(Object pointing dataset rows)
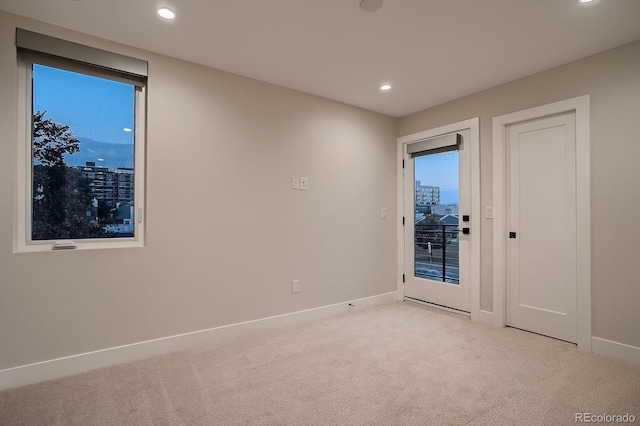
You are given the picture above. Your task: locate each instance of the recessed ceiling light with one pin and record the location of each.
(370, 5)
(166, 13)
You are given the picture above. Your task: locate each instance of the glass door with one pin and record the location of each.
(437, 222)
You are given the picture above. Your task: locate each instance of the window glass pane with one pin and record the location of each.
(83, 156)
(436, 222)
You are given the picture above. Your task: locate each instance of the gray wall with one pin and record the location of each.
(612, 78)
(225, 233)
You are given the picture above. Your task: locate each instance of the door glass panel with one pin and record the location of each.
(437, 199)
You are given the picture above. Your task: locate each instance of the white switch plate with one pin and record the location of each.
(488, 212)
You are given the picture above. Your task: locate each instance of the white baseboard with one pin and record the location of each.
(616, 350)
(56, 368)
(486, 317)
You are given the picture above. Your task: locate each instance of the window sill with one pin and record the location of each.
(88, 245)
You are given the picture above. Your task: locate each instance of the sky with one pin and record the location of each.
(93, 108)
(440, 170)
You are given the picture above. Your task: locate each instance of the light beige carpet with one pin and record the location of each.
(395, 364)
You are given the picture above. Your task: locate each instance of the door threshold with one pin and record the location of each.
(440, 307)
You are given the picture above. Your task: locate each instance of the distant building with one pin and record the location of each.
(427, 195)
(114, 186)
(442, 209)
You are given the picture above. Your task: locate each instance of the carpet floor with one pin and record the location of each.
(394, 364)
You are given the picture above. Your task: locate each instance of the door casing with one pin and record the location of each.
(580, 106)
(473, 125)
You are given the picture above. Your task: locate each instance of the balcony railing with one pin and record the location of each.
(437, 254)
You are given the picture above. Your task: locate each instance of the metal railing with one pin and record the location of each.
(437, 255)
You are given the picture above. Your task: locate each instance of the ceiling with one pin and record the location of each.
(431, 51)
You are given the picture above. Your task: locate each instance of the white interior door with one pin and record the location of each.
(437, 194)
(541, 226)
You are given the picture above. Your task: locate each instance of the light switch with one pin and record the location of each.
(488, 212)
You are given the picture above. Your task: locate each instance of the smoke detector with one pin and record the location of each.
(370, 5)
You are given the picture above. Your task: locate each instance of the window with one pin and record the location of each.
(81, 171)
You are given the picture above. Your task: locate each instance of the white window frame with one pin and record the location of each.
(23, 209)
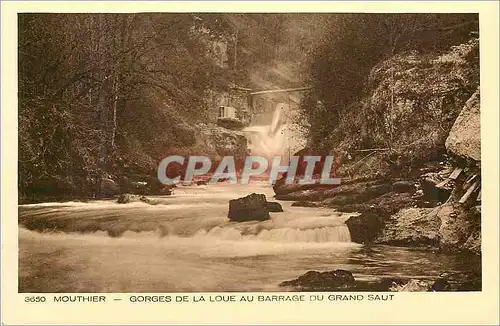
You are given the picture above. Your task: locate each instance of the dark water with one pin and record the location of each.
(186, 243)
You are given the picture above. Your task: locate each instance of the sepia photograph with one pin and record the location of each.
(249, 152)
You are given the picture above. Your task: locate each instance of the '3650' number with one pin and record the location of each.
(34, 299)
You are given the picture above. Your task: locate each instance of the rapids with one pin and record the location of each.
(186, 243)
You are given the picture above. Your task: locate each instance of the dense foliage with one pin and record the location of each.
(354, 43)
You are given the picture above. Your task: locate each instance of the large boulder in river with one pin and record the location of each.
(250, 208)
(129, 198)
(322, 281)
(414, 227)
(464, 139)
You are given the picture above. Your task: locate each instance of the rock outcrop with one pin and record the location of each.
(130, 198)
(274, 207)
(410, 154)
(250, 208)
(322, 281)
(108, 188)
(464, 139)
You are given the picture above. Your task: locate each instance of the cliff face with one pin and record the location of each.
(410, 105)
(410, 152)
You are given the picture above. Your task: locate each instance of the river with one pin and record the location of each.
(186, 243)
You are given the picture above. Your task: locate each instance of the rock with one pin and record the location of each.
(429, 182)
(129, 198)
(216, 141)
(274, 207)
(460, 228)
(403, 186)
(441, 284)
(304, 203)
(411, 286)
(365, 227)
(250, 208)
(108, 188)
(464, 139)
(413, 227)
(473, 242)
(323, 281)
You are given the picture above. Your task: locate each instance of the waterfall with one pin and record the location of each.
(338, 233)
(269, 140)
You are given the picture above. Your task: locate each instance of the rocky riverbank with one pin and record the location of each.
(423, 188)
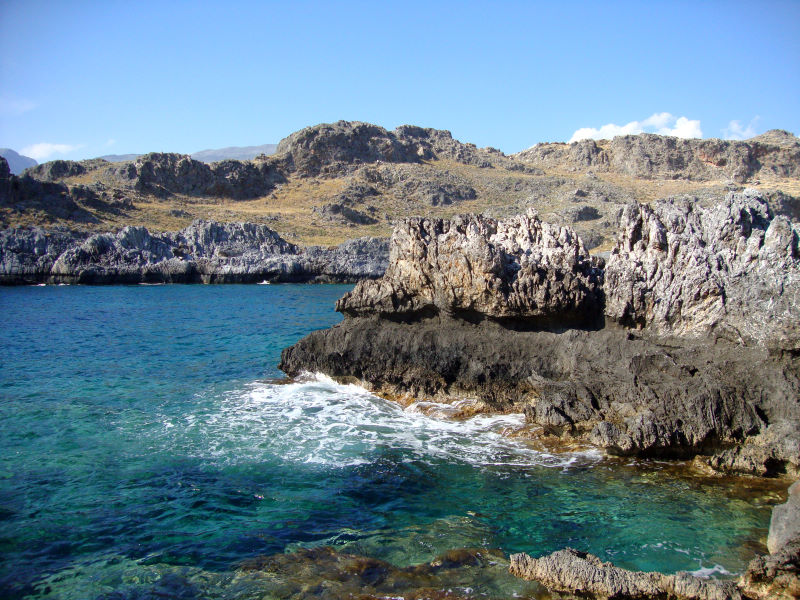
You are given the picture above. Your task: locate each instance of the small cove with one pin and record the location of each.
(146, 434)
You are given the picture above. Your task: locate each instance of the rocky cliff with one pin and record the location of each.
(206, 252)
(684, 344)
(775, 153)
(775, 576)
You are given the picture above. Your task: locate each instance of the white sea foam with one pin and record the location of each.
(318, 421)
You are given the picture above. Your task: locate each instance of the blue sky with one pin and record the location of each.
(82, 79)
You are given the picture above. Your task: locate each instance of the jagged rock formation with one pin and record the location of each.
(519, 268)
(328, 148)
(654, 156)
(580, 573)
(512, 312)
(205, 252)
(681, 270)
(17, 163)
(775, 576)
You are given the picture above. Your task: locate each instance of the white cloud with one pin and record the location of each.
(14, 107)
(661, 123)
(44, 150)
(736, 131)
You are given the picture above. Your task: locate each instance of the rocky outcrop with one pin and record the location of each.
(519, 268)
(732, 269)
(573, 572)
(206, 252)
(164, 174)
(331, 148)
(776, 153)
(17, 163)
(684, 345)
(775, 576)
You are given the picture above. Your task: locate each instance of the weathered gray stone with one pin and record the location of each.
(576, 572)
(776, 153)
(518, 268)
(205, 252)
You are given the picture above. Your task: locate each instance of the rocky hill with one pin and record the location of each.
(773, 154)
(684, 344)
(333, 182)
(17, 162)
(204, 252)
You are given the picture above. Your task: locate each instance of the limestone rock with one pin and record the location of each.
(777, 575)
(332, 148)
(206, 251)
(784, 526)
(324, 148)
(519, 268)
(732, 269)
(776, 153)
(580, 573)
(343, 214)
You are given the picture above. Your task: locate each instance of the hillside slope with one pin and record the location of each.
(333, 182)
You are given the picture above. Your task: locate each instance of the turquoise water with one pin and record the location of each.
(148, 441)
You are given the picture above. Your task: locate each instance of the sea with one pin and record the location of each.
(151, 448)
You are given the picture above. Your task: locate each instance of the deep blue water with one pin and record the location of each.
(144, 433)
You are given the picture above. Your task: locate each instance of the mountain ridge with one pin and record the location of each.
(335, 181)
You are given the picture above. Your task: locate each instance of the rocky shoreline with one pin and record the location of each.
(204, 252)
(685, 343)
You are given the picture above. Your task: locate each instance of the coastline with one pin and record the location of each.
(205, 252)
(683, 345)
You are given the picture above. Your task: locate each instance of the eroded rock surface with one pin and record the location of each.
(206, 251)
(684, 345)
(518, 268)
(656, 156)
(581, 573)
(732, 269)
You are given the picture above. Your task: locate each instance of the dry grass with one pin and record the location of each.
(289, 209)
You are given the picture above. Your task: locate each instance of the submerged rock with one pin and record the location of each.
(581, 573)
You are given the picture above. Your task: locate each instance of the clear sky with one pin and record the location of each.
(81, 79)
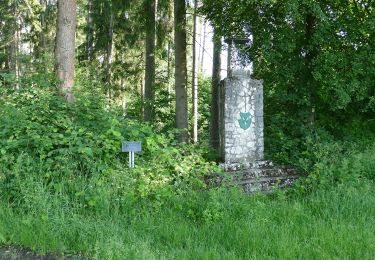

● WORK TO BE COMPLETED
Output the entries as a two-column CSV with the columns request and answer. Begin at the line that has "of the eroded" and continue through the end of the entries, with one row per request. Quote each field, turn line breaks into spaces, and leave out the pictures.

● TASK ANSWER
request,answer
"You are given the picture above. Your task: locate each instance of the eroded rock surface with one pin and record the location of each.","(206, 251) (684, 345) (518, 268) (656, 156) (581, 573) (732, 269)"
"You are given the picture above. Your task: locate each instance of the dry grass with one pin and record the location of each.","(289, 209)"
"You are given the picture above. Your task: locate each instance of the submerged rock with one pin and record the location of each.","(581, 573)"
"You are given the picture above. Your task: locate each instance of the clear sky with one pin and record the location of each.","(81, 79)"